**PROBLEM DESCRIPTION**
Nothing but the lines below between the line holding "column 74, row 508" and the line holding "Target: antenna", inclusive, should appear in the answer, each set down exactly.
*** TASK MATERIAL ***
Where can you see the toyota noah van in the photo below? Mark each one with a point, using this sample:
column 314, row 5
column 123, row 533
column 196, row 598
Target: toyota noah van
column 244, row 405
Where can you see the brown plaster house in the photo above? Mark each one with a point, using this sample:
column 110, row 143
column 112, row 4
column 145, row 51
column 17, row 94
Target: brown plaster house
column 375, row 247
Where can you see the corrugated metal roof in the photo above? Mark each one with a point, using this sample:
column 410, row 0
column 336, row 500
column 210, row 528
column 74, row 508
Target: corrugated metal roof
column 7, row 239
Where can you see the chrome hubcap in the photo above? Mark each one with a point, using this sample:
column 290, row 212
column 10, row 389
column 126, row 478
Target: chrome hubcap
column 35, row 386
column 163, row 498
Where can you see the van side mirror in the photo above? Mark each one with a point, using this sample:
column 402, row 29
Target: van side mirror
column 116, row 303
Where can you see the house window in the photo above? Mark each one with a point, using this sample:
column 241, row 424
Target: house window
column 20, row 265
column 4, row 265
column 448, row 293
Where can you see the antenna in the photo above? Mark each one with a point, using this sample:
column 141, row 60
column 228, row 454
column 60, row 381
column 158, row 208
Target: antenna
***
*** TASK MATERIAL ***
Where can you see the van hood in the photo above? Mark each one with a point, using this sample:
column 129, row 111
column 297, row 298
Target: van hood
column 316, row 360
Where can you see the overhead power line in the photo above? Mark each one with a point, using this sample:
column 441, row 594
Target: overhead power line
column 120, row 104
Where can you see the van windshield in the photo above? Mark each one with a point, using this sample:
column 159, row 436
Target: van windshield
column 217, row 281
***
**RESULT OF THE EXERCISE**
column 74, row 508
Target: corrugated metal roof
column 7, row 239
Where can you see the chrome hubcap in the photo above? Mark each one with a point, using this sample:
column 290, row 212
column 10, row 389
column 126, row 478
Target: chrome hubcap
column 35, row 386
column 163, row 498
Where can you see the van side mirror in the photo above? Mark each one with a point, using this sample:
column 402, row 29
Target: van side mirror
column 116, row 303
Where can you see the house window in the photo above? Mark each one with a point, using this sample:
column 241, row 424
Target: house window
column 20, row 265
column 4, row 265
column 448, row 293
Where can you see the antenna in the photo above? Mark each one with a point, using this sample:
column 141, row 60
column 228, row 454
column 60, row 381
column 158, row 208
Target: antenna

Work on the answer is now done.